Testo estratto:
Il fenomeno dell’antibiotico-resistenza rappresenta una delle minacce più serie alla salute pubblica a livello planetario. Gli antibiotici, molecole naturali prodotte principalmente da microrganismi come i funghi, hanno rivoluzionato il trattamento delle infezioni batteriche sin dalla scoperta della penicillina da parte di Alexander Fleming nel 1929. Tuttavia, la loro efficacia è messa a rischio dalla crescente capacità dei batteri di sviluppare resistenza a questi farmaci salvavita.
Negli anni d’oro della ricerca antibiotica, tra il 1945 e il 1960, numerosi antibiotici furono scoperti e resi disponibili per l’uso clinico, tra cui la streptomicina, le tetracicline, il cloramfenicolo, la rifampicina e le cefalosporine. Tuttavia, negli ultimi vent’anni, il ritmo di scoperta di nuovi antibiotici ha subito un drastico rallentamento, con solo due nuove classi di antibiotici introdotte sul mercato: gli oxazolidinoni e i lipopeptidi.
La resistenza agli antibiotici ci pone di fronte a un paradosso della medicina moderna: da un lato, abbiamo a disposizione un arsenale farmacologico che i nostri antenati non avrebbero nemmeno potuto immaginare; dall’altro, stiamo assistendo impotenti alla sua erosione a causa di batteri che hanno imparato a difendersi dagli strumenti che erano stati concepiti per annientarli. La scoperta degli antibiotici ha segnato una svolta epocale nella storia della medicina, promettendo una vittoria schiacciante sulle malattie infettive. Eppure, questa promessa si sta trasformando in una beffa, con gli antibiotici che rischiano di diventare reliquie di un’epoca d’oro della medicina, esposte nei musei accanto alle sanguisughe e ai bisturi arrugginiti.

Dati in esame:
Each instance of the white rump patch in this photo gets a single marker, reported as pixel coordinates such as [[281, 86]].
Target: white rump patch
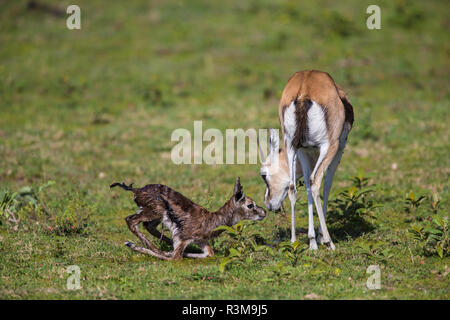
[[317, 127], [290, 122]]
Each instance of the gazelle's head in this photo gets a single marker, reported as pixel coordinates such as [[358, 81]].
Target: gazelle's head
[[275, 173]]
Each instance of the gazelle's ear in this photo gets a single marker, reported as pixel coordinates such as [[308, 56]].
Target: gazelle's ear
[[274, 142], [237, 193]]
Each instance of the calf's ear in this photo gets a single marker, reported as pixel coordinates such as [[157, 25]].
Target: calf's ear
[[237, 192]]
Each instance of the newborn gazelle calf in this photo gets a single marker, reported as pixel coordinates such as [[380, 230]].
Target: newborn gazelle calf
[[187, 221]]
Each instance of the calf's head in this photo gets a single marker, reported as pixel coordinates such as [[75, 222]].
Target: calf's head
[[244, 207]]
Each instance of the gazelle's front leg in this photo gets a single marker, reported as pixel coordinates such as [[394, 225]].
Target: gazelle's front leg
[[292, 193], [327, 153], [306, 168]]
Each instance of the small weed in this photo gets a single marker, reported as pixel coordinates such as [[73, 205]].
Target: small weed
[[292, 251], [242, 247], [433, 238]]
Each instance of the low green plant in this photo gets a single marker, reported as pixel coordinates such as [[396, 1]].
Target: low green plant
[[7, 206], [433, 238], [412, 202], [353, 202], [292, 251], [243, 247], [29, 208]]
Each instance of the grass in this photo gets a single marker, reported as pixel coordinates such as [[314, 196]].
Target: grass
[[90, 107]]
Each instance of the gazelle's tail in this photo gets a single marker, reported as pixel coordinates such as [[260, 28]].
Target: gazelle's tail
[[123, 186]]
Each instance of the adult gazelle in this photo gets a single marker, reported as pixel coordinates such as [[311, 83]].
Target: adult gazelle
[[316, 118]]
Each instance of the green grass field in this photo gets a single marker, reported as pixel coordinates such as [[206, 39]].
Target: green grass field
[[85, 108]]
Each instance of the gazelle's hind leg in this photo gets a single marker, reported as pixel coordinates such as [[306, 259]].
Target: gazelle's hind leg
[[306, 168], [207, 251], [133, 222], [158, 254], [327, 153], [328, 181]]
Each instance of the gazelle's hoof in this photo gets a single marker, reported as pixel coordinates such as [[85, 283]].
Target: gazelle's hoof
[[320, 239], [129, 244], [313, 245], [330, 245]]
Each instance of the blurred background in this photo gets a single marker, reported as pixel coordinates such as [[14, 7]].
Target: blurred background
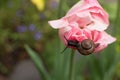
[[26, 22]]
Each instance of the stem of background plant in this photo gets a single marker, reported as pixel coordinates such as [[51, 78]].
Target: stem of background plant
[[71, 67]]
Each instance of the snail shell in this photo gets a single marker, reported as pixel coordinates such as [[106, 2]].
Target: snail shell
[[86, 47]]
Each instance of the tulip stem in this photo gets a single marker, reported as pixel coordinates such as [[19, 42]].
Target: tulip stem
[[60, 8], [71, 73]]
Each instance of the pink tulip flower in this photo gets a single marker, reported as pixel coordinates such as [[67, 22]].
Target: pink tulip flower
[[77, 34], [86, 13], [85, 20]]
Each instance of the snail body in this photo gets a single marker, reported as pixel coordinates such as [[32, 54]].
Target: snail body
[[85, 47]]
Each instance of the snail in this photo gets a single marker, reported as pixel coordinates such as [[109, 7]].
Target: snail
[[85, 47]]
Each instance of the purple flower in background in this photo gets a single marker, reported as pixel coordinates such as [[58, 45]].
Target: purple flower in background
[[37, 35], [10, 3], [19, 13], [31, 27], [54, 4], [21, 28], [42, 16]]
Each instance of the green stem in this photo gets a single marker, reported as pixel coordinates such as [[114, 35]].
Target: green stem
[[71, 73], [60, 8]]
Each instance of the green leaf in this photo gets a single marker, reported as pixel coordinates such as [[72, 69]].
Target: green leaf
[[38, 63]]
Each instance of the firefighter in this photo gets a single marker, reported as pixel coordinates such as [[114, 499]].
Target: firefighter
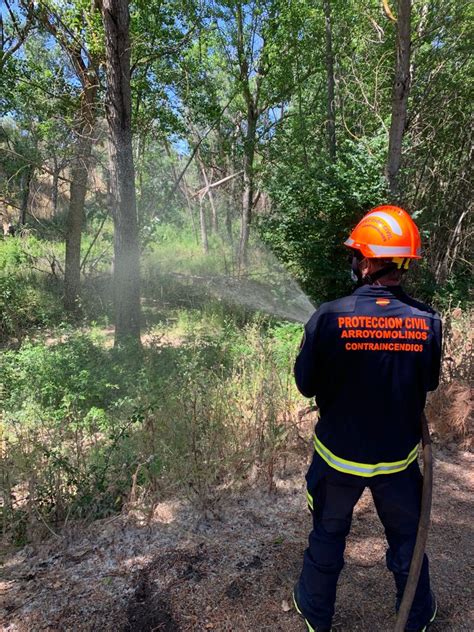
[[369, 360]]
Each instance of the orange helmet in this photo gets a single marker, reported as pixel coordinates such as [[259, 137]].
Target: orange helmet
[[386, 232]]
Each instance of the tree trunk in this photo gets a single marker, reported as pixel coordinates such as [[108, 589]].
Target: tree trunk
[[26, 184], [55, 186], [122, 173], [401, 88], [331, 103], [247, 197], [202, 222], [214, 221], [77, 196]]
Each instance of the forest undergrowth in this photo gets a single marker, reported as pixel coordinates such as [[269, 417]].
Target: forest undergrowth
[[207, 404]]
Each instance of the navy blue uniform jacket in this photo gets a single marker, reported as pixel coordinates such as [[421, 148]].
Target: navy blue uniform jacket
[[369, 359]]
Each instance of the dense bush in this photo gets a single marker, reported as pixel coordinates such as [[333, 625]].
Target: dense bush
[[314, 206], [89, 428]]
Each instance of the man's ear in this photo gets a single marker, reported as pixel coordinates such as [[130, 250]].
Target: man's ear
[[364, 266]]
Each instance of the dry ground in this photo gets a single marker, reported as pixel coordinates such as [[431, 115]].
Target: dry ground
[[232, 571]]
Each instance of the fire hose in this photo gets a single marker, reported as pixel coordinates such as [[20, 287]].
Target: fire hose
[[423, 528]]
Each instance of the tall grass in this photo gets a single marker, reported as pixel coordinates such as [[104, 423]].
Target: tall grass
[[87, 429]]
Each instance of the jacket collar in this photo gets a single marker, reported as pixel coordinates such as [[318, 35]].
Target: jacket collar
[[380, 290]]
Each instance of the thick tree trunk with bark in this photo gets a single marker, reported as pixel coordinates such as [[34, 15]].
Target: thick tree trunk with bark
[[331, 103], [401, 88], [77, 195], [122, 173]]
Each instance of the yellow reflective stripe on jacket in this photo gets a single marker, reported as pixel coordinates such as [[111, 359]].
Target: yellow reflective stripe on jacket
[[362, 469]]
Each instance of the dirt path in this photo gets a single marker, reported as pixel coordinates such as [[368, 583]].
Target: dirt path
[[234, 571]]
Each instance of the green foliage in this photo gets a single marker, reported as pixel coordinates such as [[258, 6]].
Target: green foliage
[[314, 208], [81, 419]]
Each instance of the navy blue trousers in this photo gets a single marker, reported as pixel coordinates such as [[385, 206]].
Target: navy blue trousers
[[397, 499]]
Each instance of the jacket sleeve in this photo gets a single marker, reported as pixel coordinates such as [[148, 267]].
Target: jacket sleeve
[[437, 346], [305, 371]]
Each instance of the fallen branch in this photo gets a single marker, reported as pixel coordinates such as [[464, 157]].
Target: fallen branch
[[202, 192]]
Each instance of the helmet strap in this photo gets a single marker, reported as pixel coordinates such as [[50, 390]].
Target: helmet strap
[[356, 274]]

---

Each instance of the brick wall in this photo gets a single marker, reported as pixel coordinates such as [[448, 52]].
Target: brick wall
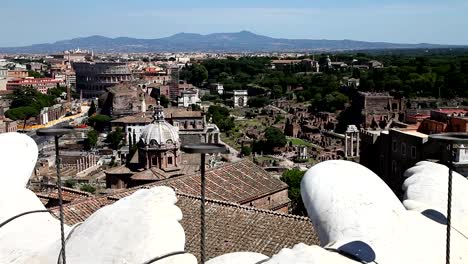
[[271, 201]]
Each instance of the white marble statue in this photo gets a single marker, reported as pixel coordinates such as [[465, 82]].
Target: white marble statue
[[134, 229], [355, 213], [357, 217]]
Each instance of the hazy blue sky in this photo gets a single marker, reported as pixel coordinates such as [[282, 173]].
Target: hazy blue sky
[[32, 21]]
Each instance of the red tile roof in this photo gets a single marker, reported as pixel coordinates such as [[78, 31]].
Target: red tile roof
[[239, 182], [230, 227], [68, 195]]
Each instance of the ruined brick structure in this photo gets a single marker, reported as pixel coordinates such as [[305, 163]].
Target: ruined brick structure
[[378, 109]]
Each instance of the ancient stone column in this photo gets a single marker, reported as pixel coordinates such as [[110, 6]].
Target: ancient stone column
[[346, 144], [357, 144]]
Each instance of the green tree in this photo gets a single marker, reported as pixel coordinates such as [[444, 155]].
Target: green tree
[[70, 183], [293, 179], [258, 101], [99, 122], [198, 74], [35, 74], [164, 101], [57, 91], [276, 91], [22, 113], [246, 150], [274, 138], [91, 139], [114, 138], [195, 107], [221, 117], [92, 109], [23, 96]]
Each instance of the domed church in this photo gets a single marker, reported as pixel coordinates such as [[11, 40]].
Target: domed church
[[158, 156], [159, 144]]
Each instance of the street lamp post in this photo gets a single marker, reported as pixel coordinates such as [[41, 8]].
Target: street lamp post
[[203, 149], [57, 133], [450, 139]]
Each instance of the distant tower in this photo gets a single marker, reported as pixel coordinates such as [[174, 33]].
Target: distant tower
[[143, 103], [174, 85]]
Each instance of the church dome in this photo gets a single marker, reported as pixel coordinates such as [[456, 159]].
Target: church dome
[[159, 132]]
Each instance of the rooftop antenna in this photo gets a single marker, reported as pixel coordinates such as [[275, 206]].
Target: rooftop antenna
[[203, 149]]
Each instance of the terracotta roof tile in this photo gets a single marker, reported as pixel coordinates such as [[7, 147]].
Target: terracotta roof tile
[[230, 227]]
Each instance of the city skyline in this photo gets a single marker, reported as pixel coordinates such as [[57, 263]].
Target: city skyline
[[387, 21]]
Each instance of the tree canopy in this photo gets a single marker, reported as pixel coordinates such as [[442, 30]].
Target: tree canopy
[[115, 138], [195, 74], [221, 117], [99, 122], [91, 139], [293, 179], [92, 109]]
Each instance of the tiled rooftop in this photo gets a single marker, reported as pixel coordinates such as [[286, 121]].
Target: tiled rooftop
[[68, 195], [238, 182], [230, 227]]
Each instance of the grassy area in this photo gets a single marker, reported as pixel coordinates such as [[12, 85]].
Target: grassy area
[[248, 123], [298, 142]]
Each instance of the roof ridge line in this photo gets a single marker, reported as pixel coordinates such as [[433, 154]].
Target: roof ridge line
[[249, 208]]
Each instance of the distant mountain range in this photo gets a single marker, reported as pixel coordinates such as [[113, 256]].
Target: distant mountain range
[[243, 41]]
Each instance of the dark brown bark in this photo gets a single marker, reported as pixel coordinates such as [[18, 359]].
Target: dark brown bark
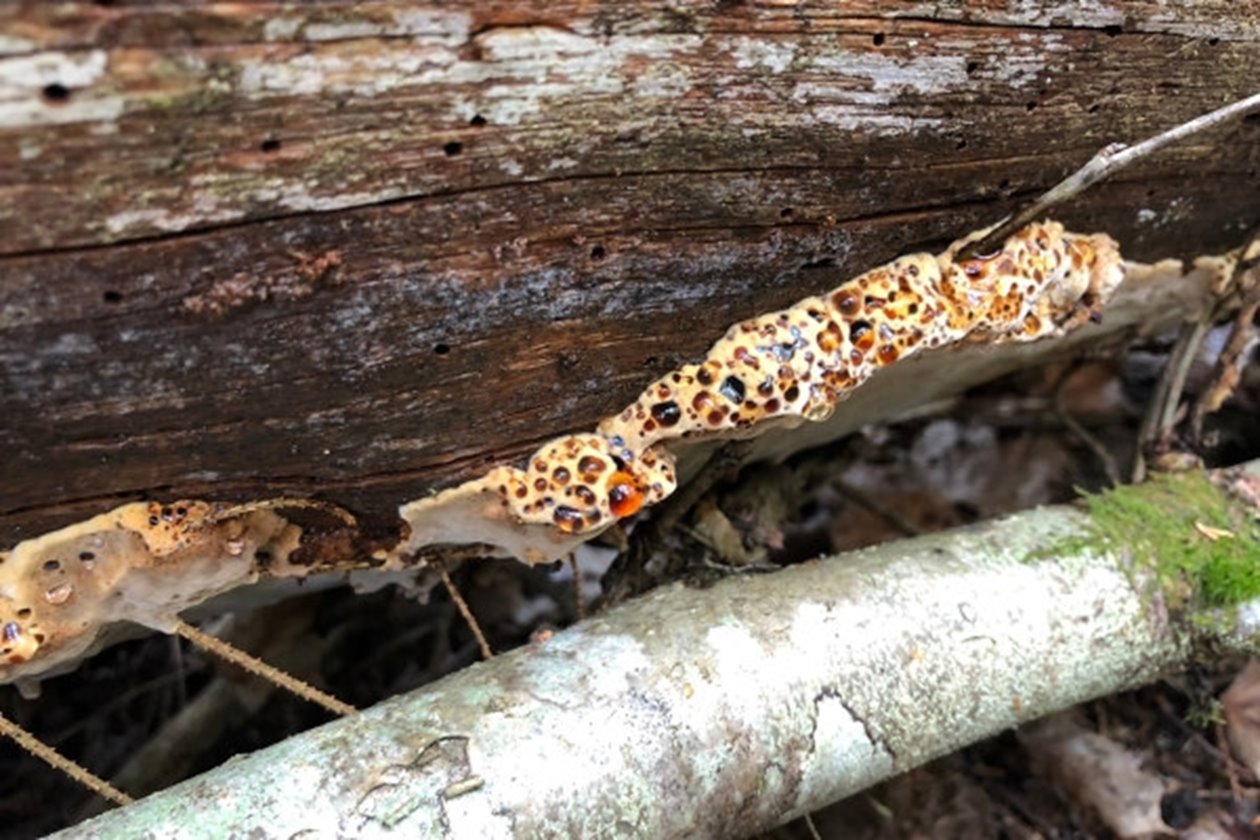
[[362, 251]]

...

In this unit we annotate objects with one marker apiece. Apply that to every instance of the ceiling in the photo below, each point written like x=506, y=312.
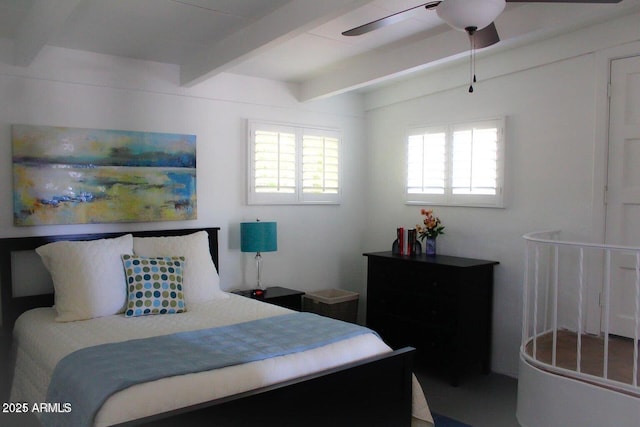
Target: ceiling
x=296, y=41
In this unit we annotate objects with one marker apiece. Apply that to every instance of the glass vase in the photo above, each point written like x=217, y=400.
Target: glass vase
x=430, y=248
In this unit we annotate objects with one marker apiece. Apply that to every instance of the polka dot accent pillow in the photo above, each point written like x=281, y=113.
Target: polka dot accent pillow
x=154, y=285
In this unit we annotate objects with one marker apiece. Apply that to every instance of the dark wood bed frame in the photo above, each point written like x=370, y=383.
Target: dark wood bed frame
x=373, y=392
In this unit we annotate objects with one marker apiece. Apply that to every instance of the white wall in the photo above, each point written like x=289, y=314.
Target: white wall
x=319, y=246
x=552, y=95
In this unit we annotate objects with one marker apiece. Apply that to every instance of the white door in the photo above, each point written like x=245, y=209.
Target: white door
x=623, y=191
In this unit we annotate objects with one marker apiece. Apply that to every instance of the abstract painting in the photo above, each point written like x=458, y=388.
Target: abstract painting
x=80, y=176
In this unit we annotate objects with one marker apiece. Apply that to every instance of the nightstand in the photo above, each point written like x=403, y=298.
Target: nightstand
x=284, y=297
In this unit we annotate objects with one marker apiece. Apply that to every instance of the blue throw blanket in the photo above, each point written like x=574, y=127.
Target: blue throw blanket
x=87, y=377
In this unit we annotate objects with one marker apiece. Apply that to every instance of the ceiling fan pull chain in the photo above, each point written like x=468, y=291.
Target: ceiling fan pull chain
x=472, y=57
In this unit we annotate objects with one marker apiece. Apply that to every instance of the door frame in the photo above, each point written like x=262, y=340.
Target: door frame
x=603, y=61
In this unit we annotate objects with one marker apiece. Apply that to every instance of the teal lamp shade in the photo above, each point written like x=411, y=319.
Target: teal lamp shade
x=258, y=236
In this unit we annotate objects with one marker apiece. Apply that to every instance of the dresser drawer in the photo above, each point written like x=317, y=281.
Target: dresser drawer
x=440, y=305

Compito 1: Riscrivi in forma di elenco il paragrafo del testo sull'antibiotico-resistenza che comincia con «Negli anni d’oro», conservandone i fatti principali.
Compito 2: Prosegui, per favore, il testo sull'antibiotico-resistenza a partire dalla sua ultima frase.
I record non servono per svolgere questi compiti.

Risposta 1:
- Tra il 1945 e il 1960, gli anni d'oro della ricerca antibiotica, furono scoperti e resi disponibili per l'uso clinico numerosi antibiotici.
- Tra questi figurano la streptomicina, le tetracicline, il cloramfenicolo, la rifampicina e le cefalosporine.
- Negli ultimi vent'anni la scoperta di nuovi antibiotici ha subito un drastico rallentamento.
- In questo periodo sono arrivate sul mercato solo due nuove classi di antibiotici: gli oxazolidinoni e i lipopeptidi.

Risposta 2:
L’Organizzazione Mondiale della Sanità definisce l’antibiotico-resistenza uno dei maggiori pericoli per la salute umana e calcola che le infezioni da antibiotico–resistenza uccidono ogni anno circa 50.000 persone negli Stati Uniti e in Europa. Negli Stati Uniti ogni anno due milioni di persone contraggono un’infezione resistente ai farmaci, con costi sanitari diretti che i Centri per il Controllo e la Prevenzione delle malattie stimano intorno ai 20 miliardi di dollari. Di fronte a questa minaccia crescente, la risposta della comunità internazionale è ancora incerta e inefficace. Mentre i batteri scambiano geni resistenti con la stessa facilità con cui gli adolescenti scambiano le figurine, le nostre politiche sanitarie e i nostri sforzi di ricerca sembrano intrappolati in un burocratico gioco dell’oca, in cui per ogni passo avanti si rischiano due passi indietro.
È paradossale che sebbene da oltre 15 anni è possibile decodificare e analizzare il genoma dei batteri, questo nuovo approccio metodologico non ha ancora consentito lo sviluppo di nuovi antibiotici. Il potenziale delle informazioni correlate al genoma dovrebbe, infatti, essere utilizzato in modo più ampio per mezzo di sistemi di screening intelligenti.
Poiché più di un terzo di tutti gli antibiotici è sviluppato usando sostanze naturali, è probabile che esistano in natura altri potenziali principi attivi. Composti interessanti sono stati isolati, ad esempio, dagli actinomiceti nei sedimenti oceanici. Altre fonti incoraggianti comprendono le comunità simbiotiche terrestri e marine.
La ricerca in quest’area deve necessariamente essere ampliata e potenziata. In conclusione, l’antibiotico-resistenza non è solo una sfida scientifica; è un monito a riconsiderare il nostro approccio alla salute pubblica e al modo in cui interagiamo con il mondo naturale. È il momento di ammettere che in questa partita a scacchi contro i batteri l’uomo potrebbe uscire sconfitto.